---------- Material shown ----------

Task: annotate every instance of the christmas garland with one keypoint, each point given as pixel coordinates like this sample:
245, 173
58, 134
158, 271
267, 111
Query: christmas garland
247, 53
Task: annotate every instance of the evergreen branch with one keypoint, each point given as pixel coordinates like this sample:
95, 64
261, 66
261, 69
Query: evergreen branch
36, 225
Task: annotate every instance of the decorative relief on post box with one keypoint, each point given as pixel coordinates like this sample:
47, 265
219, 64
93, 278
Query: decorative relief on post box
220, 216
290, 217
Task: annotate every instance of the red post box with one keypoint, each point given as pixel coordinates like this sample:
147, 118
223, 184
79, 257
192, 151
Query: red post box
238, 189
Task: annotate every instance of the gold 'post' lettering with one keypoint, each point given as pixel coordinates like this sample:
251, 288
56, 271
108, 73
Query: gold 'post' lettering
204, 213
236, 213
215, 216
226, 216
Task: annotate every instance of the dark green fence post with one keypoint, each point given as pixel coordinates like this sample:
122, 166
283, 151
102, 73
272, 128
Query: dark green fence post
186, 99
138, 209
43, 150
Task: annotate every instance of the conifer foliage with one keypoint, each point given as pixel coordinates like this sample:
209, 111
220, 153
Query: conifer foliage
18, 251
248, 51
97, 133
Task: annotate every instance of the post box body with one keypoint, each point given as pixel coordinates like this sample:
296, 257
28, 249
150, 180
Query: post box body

----------

• Exercise brief: The word "coordinates" appears in some of the lines above. Copy those lines.

• Solution to this problem:
Task: annotate every instance of the christmas garland with one keypoint, each point given as pixel coordinates like this sample:
Task: annotate every instance of the evergreen branch with one keypoint, each point given as pixel coordinates like this sample:
Task: annotate every instance of the decorative relief on post box with one keypoint, each point given as pixel coordinates like this sample:
Task: annotate every instance of the red post box with one keypoint, each point given as pixel coordinates like this sample:
Task: annotate every instance of the gold 'post' lettering with one keypoint, each point given as pixel coordinates like this sample:
Task: annotate every instance of the dark green fence post with one keypoint, each point given as pixel coordinates like this sample:
Task: annotate every instance of the conifer foliage with one keypoint, each point given as pixel coordinates like this sample:
Task: annotate every instance of the post box body with one keypoint, each point given as pixel coordinates like this sample:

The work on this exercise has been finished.